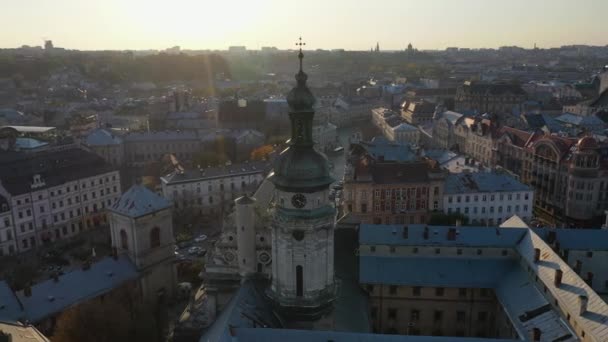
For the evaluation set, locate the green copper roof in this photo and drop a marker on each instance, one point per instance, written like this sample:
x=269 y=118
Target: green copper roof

☆ ☆ ☆ ☆

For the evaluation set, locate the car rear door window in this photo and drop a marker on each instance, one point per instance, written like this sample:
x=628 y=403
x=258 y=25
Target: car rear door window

☆ ☆ ☆ ☆

WORK TO BE COMPLETED. Starting with the line containing "For the evaluation set, locate the green" and going on through the line containing "Target: green copper roof", give those lines of the listing again with "marker" swapped for "pin" and everything else unchanged.

WORKED SOLUTION.
For the evaluation set, locate the green copper roof in this photo and drop a pin on each instance, one point per instance, written like this sample:
x=269 y=118
Target: green copper roof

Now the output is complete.